▶ Gösterilen Metin
○ ○ ○ ○ ○

YÖK
Başkanı Erol Özvar, İstanbul’daki devlet ve vakıf üniversitelerinin rektörleri
ile “2021-2022 Eğitim Öğretim Yılı Salgınla Mücadelede Tedbir ve Uygulamalar
Değerlendirme Toplantısı”nda bir araya geldi.
İstanbul
Valiliğinin koordinasyonunda gerçekleştirilen toplantıya İstanbul Valisi Ali
Yerlikaya, Yükseköğretim Kurulu (YÖK) Başkanı Prof. Dr. Erol Özvar, Kredi
Gençlik ve Spor Bakan Yardımcısı Sinan Aksu, Yurtlar Kurumu Genel Müdür Recep
Ali Er ile İstanbul'daki 11 devlet, 44 vakıf üniversitesi ve 3 meslek
yüksekokulu yöneticisi katıldı. Toplantıda yeni akademik yılda yükseköğretim
kurumlarında Kovid-19 salgınıyla mücadele kapsamında alınacak tedbirlere yönelik
bütün hususlar müzakere edildi.

○ ○ ○ ○ ○

Nokta etiketleme örnekleri:

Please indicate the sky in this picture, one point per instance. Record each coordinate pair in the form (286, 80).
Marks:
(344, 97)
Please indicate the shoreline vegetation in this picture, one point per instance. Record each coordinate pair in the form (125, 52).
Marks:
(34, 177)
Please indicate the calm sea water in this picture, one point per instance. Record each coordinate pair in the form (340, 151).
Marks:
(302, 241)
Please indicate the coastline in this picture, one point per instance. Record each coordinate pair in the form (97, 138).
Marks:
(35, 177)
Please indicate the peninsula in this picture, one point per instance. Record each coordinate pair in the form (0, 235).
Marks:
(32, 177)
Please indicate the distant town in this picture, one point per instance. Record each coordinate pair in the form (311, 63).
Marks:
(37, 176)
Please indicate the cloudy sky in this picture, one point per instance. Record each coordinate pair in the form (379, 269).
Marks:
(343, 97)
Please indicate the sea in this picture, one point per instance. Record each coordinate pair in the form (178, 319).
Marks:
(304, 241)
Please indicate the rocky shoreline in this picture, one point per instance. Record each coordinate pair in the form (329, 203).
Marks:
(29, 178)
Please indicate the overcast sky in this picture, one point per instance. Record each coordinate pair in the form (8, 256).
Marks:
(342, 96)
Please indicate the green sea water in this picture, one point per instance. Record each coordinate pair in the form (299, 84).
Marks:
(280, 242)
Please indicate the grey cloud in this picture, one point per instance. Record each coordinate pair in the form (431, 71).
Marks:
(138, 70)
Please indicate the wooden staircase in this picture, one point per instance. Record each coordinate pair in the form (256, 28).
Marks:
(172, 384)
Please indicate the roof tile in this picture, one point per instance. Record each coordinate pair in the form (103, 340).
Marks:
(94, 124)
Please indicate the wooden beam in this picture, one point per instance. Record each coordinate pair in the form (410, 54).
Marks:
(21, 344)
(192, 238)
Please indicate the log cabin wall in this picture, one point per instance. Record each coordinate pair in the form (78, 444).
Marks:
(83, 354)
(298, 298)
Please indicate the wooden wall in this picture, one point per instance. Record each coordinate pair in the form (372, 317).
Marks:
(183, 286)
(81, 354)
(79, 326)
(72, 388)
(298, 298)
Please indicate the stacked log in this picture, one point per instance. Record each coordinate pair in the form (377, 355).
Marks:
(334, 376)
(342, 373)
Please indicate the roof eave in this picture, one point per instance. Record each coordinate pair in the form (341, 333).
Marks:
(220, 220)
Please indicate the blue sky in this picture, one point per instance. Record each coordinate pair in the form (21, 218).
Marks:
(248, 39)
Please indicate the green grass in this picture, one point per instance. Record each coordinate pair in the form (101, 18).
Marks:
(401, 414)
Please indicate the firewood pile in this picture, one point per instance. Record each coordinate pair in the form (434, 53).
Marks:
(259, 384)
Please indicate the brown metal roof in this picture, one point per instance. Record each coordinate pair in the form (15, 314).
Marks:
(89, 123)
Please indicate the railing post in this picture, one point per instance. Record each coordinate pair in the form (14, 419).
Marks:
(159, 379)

○ ○ ○ ○ ○

▶ Görev Tanımı
YÖK'ün salgın tedbirleri toplantısına dair haberi, son cümlesinin ardından sürdürün.

▶ Görev Sonucu
Toplantının
açılışında konuşan İstanbul Valisi Ali Yerlikaya "Eğitimde teknolojik
olanaklardan, hibrit eğitim modellerinden sonuna kadar yararlanıyoruz,
yararlanmalıyız da. Ancak bilim insanlarımızın da üzerinde ısrarla durdukları
gibi yüz yüze eğitim sadece mekânsal bir mesele değildir. Okullar,
üniversiteler ortak çalışma kültürünün geliştiği kültür, sanat ve spor
aktivitelerinin yapıldığı mekânlar; sosyalleşme ve iletişimin A, B, C'si.
Ayrıca yüz yüze eğitim, iletişim ve öğrenme süreçlerini, pedagojik gelişimi
doğrudan etkileyen bir model." diye konuştu. Geçen yıla göre bu yıl
Kovid-19'la mücadelede aşı gibi güçlü imkân olduğuna değinen Yerlikaya,
"Bugün itibarıyla aşılama oranımız yüzde 83,4. 15-18 yaş arası birinci doz
aşılama oranımız ise kısa sürede yüzde 49,5'e ulaştı. Yani her iki gencimizden
biri aşısını yaptırdı." dedi.
-
"Üniversite çalışanlarının ve öğrencilerimizin sağlığı her şeyden önce
geliyor"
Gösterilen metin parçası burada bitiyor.